State how many of the lines below contain the string "head", with uppercase and lowercase treated as distinct. Give only the number.

Dataset rows:
——————————
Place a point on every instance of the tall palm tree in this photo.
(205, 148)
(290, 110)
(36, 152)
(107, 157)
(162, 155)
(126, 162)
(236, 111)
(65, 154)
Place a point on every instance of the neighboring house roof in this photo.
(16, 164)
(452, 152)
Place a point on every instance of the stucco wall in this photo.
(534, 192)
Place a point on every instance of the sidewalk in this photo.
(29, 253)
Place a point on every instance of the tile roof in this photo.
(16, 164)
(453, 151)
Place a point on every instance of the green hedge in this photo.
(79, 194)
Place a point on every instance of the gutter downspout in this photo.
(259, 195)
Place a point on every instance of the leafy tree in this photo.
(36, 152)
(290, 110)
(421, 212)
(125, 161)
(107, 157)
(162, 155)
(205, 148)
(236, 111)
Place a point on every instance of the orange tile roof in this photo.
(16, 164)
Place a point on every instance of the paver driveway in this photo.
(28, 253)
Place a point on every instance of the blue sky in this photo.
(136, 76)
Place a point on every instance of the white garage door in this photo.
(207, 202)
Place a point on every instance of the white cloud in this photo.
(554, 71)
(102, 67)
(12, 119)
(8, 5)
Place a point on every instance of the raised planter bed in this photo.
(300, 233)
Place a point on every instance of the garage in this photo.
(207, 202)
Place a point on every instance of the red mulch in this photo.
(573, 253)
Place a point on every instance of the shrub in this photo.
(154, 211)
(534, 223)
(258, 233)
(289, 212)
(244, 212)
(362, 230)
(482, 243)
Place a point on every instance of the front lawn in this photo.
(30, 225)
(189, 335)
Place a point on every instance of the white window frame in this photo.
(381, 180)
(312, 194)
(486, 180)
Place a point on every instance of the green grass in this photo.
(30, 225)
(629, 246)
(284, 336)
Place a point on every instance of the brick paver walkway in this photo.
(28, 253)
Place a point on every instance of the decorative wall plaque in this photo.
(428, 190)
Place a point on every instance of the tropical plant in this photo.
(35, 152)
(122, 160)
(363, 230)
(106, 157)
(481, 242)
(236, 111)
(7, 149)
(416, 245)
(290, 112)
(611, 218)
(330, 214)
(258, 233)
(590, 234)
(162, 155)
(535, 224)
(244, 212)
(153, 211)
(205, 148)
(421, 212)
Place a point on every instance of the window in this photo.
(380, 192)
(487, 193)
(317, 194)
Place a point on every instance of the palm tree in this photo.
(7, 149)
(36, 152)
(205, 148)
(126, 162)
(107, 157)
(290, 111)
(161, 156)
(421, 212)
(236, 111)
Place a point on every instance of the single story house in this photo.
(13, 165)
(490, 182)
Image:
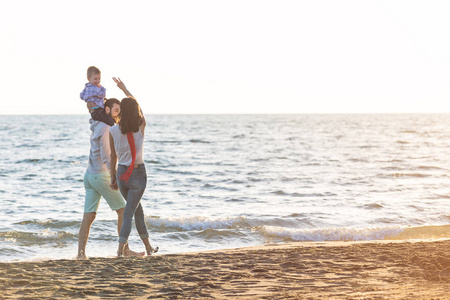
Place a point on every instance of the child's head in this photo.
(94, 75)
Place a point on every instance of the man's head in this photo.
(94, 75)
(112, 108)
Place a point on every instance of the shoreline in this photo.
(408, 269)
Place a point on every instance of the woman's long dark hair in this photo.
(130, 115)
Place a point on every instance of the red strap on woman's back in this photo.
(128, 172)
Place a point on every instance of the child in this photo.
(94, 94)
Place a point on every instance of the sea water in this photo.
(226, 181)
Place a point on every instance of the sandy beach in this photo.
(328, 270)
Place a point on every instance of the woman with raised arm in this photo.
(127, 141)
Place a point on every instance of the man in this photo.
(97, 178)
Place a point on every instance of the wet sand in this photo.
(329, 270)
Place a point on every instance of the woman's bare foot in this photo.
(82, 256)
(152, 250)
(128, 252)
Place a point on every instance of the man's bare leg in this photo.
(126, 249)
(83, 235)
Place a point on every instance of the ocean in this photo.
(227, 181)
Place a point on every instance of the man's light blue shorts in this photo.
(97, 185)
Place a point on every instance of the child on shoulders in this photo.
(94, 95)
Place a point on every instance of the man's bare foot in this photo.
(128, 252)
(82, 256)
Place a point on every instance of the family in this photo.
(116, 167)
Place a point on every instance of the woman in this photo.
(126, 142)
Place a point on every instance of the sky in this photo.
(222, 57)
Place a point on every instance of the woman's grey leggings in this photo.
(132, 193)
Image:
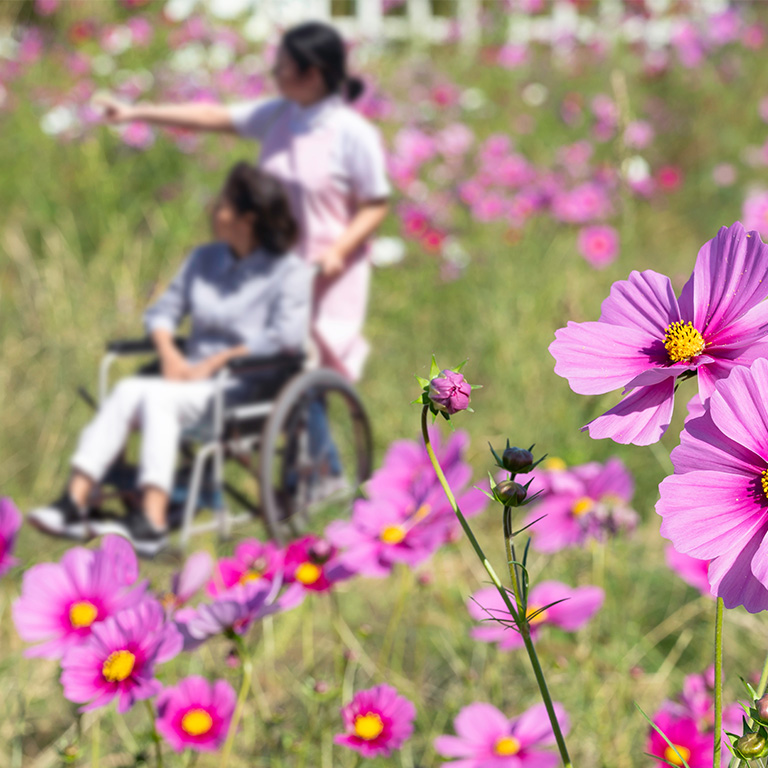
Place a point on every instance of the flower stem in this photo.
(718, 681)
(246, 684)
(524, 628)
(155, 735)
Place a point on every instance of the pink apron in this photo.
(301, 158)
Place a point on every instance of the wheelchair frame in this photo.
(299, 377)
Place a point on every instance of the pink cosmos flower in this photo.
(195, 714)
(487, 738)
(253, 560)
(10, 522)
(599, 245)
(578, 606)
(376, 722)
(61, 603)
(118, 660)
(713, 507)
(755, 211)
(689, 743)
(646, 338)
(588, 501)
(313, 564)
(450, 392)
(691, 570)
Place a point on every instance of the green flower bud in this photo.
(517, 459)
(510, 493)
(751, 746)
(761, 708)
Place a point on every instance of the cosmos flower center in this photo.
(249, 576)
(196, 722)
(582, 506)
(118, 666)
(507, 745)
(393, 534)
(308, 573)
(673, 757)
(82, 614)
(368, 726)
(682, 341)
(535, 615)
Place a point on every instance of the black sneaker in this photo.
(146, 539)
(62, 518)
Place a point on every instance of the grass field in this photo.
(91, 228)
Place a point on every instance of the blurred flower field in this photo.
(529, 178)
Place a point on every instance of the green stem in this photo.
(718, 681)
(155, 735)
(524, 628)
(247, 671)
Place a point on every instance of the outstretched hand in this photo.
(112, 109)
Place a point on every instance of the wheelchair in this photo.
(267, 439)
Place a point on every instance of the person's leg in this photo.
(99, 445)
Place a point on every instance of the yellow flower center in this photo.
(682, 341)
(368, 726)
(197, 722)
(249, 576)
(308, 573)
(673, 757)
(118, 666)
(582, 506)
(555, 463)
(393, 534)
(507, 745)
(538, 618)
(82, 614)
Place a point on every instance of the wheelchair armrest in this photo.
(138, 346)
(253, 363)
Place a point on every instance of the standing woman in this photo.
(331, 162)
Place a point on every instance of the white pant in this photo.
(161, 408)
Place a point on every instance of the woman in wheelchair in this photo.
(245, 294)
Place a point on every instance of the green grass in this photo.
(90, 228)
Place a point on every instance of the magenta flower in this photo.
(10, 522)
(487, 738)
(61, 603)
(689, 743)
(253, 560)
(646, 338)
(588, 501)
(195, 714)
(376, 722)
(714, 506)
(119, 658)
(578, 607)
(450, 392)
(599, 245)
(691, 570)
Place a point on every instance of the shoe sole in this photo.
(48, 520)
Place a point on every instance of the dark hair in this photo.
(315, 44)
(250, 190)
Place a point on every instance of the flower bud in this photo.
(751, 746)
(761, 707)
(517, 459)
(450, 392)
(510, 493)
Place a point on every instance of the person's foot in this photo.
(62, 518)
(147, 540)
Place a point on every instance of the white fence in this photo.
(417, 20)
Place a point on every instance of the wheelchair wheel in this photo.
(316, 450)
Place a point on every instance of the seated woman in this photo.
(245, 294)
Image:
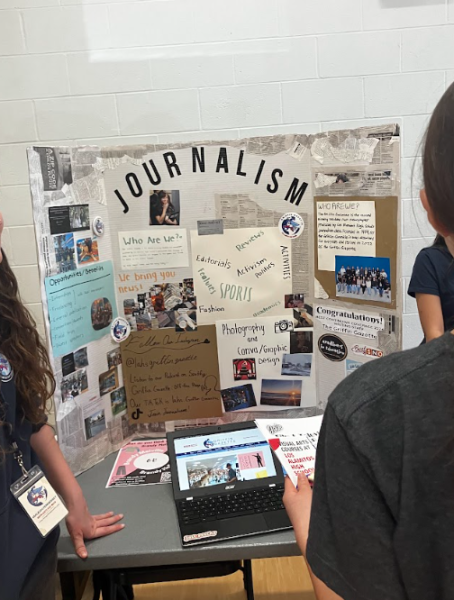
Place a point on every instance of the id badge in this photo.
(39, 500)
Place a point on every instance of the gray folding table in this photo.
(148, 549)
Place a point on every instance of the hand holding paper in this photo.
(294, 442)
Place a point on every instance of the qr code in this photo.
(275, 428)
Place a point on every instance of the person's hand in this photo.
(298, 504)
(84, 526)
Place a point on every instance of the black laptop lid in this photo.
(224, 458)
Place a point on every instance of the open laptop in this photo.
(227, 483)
——————————
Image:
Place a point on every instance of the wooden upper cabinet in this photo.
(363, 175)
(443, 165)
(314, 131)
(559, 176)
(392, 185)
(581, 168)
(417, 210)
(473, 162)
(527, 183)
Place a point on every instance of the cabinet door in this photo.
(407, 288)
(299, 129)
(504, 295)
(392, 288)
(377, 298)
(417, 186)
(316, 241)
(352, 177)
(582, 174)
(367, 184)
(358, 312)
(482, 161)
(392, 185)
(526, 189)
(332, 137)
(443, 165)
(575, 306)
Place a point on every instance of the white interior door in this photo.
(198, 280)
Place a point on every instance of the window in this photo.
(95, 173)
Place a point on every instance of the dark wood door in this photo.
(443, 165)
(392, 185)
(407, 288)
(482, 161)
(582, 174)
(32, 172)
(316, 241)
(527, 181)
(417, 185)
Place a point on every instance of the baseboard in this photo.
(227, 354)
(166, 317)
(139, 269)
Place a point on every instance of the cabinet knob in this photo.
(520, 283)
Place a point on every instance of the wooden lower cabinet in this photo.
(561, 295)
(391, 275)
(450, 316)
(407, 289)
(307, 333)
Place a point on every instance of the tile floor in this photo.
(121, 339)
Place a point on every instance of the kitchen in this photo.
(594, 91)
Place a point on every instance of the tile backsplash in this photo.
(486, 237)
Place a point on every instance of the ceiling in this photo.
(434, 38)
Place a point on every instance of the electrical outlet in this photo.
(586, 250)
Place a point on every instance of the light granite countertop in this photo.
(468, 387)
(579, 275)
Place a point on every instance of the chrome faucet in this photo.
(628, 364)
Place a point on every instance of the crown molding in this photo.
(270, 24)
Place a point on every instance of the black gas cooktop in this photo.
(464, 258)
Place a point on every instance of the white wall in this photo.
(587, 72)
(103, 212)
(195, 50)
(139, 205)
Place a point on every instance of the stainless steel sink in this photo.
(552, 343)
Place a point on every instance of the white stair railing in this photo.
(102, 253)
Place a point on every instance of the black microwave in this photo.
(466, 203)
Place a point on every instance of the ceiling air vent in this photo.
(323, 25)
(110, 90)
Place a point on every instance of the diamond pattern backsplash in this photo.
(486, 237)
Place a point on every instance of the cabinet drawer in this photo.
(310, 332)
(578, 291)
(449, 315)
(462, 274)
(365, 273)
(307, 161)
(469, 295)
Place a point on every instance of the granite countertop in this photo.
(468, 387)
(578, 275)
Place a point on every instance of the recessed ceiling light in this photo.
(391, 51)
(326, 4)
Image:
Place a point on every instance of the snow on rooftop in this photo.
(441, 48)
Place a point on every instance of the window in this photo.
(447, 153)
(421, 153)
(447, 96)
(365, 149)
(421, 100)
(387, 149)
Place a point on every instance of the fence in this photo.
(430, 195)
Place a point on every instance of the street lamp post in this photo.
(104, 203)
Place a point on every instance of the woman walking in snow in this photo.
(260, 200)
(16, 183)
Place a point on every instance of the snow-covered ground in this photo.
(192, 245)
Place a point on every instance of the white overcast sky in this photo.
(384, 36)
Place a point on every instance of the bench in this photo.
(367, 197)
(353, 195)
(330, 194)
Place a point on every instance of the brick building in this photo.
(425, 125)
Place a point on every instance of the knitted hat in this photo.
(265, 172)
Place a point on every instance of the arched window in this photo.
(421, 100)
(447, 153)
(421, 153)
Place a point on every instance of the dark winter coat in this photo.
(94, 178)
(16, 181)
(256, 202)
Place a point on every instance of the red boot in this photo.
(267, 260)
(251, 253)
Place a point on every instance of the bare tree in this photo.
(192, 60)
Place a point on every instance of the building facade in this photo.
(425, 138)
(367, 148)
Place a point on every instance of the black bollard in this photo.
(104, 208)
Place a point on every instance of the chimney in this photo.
——————————
Expected answer: 2